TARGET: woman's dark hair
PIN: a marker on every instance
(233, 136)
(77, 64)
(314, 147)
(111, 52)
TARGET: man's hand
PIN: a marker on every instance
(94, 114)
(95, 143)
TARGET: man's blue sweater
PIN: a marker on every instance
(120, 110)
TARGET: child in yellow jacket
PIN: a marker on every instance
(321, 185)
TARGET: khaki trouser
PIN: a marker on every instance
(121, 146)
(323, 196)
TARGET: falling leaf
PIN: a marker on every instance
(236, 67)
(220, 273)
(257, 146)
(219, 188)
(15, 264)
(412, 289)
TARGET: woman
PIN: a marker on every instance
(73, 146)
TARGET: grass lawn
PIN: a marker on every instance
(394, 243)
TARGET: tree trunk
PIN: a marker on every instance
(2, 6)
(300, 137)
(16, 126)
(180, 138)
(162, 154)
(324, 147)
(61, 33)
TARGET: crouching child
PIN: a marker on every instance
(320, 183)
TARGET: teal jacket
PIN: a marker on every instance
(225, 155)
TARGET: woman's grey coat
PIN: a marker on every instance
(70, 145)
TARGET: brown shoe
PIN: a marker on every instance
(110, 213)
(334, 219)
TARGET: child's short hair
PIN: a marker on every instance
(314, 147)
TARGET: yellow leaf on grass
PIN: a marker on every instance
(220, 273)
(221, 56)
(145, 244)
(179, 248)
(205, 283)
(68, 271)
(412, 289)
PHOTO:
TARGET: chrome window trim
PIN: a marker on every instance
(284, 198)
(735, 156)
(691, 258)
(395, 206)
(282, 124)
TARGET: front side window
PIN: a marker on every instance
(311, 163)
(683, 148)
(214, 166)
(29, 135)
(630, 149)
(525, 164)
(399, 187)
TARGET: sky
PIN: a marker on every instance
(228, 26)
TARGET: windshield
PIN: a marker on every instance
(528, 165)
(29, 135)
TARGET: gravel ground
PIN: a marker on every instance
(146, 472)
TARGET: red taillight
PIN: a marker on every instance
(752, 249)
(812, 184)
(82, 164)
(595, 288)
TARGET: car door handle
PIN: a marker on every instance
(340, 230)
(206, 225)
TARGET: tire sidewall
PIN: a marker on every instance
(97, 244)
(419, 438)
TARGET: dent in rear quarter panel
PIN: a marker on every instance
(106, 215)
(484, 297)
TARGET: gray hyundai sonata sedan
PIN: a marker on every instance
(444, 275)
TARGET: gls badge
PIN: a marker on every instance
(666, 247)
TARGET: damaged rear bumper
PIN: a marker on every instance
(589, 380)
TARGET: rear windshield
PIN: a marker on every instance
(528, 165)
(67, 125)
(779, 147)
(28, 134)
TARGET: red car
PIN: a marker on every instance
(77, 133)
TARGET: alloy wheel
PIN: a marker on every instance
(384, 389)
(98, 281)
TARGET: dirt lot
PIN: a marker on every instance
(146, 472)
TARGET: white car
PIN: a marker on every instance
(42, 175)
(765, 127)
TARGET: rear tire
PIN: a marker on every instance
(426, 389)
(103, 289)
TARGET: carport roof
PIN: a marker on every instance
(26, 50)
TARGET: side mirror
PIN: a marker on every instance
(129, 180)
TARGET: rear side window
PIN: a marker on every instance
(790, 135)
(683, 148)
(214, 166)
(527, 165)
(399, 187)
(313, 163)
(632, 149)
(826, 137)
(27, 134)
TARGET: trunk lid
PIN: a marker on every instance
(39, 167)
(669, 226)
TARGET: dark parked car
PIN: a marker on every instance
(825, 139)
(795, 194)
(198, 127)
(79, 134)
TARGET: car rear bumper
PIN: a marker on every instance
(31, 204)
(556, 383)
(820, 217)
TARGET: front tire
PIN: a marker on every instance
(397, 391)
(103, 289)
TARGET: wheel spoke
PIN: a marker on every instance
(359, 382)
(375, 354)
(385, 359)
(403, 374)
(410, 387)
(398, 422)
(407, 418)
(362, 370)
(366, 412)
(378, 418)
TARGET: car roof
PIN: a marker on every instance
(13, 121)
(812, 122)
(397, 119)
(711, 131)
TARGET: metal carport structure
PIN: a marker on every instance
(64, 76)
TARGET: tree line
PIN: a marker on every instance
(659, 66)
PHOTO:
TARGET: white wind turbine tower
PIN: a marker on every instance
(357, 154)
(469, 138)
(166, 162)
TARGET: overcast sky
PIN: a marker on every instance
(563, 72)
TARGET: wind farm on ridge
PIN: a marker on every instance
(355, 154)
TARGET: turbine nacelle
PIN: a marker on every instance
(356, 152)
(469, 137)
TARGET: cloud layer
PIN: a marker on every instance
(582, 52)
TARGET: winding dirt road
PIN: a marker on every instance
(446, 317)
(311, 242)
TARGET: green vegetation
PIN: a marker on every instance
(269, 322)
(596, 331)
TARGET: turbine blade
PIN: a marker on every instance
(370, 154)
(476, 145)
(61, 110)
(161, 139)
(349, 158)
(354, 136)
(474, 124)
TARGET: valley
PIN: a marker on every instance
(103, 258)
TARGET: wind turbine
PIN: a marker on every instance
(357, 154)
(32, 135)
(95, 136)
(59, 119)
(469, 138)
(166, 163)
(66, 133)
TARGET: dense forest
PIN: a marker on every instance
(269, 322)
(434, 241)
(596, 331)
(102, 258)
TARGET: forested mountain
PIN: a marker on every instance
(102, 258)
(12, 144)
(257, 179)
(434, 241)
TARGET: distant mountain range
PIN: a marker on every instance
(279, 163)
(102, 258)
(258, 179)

■ **Problem to work on**
Set down the records again, exactly.

■ **Solution for this task**
TARGET: woman's dark hair
PIN: a marker on every instance
(233, 136)
(77, 64)
(314, 147)
(111, 52)
TARGET: man's hand
PIN: a marker on every instance
(94, 114)
(95, 143)
TARGET: man's blue sweater
PIN: a marker on every instance
(120, 110)
TARGET: child in yellow jacket
PIN: a marker on every instance
(321, 185)
TARGET: khaki trouser
PIN: a marker on every instance
(121, 146)
(323, 196)
TARGET: falling leaf
PIN: a marker on every instance
(236, 67)
(220, 273)
(257, 146)
(219, 188)
(15, 264)
(412, 289)
TARGET: woman
PIN: a marker on every instance
(73, 146)
TARGET: grass lawn
PIN: a marker on every instance
(394, 243)
TARGET: tree trunk
PIN: a marker on every instance
(2, 6)
(300, 137)
(16, 126)
(180, 138)
(162, 154)
(324, 147)
(61, 33)
TARGET: crouching child
PIN: a marker on every instance
(320, 183)
TARGET: teal jacket
PIN: a marker on every instance
(225, 155)
TARGET: woman's grey coat
PIN: a marker on every instance
(70, 145)
TARGET: brown shoe
PIN: a marker on every instance
(110, 213)
(334, 219)
TARGET: child's short hair
PIN: a marker on every instance
(314, 147)
TARGET: yellow leaf on grass
PIN: a marker on every instance
(220, 273)
(221, 56)
(145, 244)
(179, 248)
(205, 283)
(68, 271)
(412, 289)
PHOTO:
TARGET: chrome window trim
PIN: a marker on every instance
(284, 198)
(735, 156)
(691, 258)
(395, 206)
(282, 124)
TARGET: front side window
PIN: a marker on every instance
(311, 163)
(683, 148)
(214, 166)
(29, 135)
(630, 149)
(525, 164)
(399, 187)
TARGET: sky
PIN: a marker on every instance
(228, 26)
TARGET: windshield
PIN: a marker on every instance
(528, 165)
(29, 135)
TARGET: gravel ground
PIN: a marker on every instance
(146, 472)
TARGET: red taillight
PIN: a marker on every instance
(752, 249)
(812, 184)
(82, 164)
(595, 288)
TARGET: car door handle
PIN: a marker on every instance
(340, 230)
(206, 225)
TARGET: tire sidewall
PIN: a marker on every instance
(97, 244)
(419, 438)
TARGET: dent in rear quarter panel
PIN: a marker on every instance
(106, 215)
(484, 297)
TARGET: gray hyundai sonata sedan
PIN: a marker on every instance
(444, 275)
TARGET: gls badge
PIN: a marker on every instance
(666, 247)
TARGET: damaged rear bumper
PIN: a marker on every instance
(589, 380)
TARGET: rear windshield
PIN: a marker on every instance
(528, 165)
(67, 125)
(779, 147)
(28, 134)
TARGET: red car
PIN: a marker on every instance
(77, 133)
TARGET: alloy wheel
PIN: a marker on every instance
(384, 389)
(98, 281)
TARGET: dirt lot
PIN: a marker on every instance
(146, 472)
TARGET: white car
PIN: a marker on every instance
(42, 175)
(765, 127)
TARGET: rear tire
PIN: a marker on every instance
(426, 389)
(103, 289)
TARGET: carport roof
PIN: a marker on every instance
(26, 50)
TARGET: side mirror
PIN: a marker on every instance
(129, 180)
TARGET: rear side window
PIN: a marker on every instance
(790, 135)
(683, 148)
(214, 166)
(527, 165)
(399, 187)
(313, 163)
(632, 149)
(826, 137)
(27, 134)
TARGET: trunk lid
PIN: a marker on every instance
(39, 167)
(669, 226)
TARGET: dark parked car
PIN: a marker on every instance
(825, 139)
(795, 194)
(198, 127)
(79, 134)
TARGET: car rear bumper
PIN: a marker on every instance
(31, 204)
(556, 383)
(820, 217)
TARGET: front tire
PIN: a marker on every instance
(397, 391)
(103, 289)
TARGET: wheel spoke
PIN: a marker on every instance
(359, 382)
(375, 354)
(385, 359)
(403, 374)
(410, 387)
(398, 422)
(407, 418)
(362, 370)
(366, 412)
(378, 418)
TARGET: car roof
PIN: a marker on every instance
(13, 121)
(812, 122)
(397, 119)
(711, 131)
TARGET: metal carport structure
PIN: a marker on every instance
(64, 76)
TARGET: tree line
PIN: a marker on every instance
(659, 66)
PHOTO:
TARGET: white wind turbine tower
PIN: a marker on every instance
(357, 154)
(469, 138)
(166, 162)
TARGET: overcast sky
PIN: a marker on every instance
(563, 72)
TARGET: wind farm on ridge
PIN: a marker on every instance
(355, 154)
TARGET: turbine nacelle
PIN: a marker on every instance
(356, 152)
(469, 137)
TARGET: cloud layer
PIN: a marker on every instance
(582, 52)
TARGET: winding dirt road
PIN: a marker on every instance
(446, 317)
(311, 242)
TARGET: green vegetation
PIN: a marker on every instance
(269, 322)
(596, 331)
TARGET: turbine blade
PIN: a marker on every instance
(370, 154)
(476, 145)
(61, 110)
(161, 139)
(349, 158)
(354, 136)
(474, 124)
TARGET: valley
PIN: a marker on every instance
(103, 258)
TARGET: wind turbine
PIN: a marker on every instance
(357, 154)
(32, 135)
(95, 136)
(59, 119)
(469, 138)
(166, 163)
(66, 133)
TARGET: dense forest
PIN: a marker on every instance
(269, 322)
(434, 241)
(596, 331)
(102, 258)
TARGET: forested mountain
PIN: a marker on every instance
(102, 258)
(12, 144)
(257, 179)
(434, 241)
TARGET: distant mountain range
PIN: a marker on every instance
(279, 163)
(102, 258)
(258, 179)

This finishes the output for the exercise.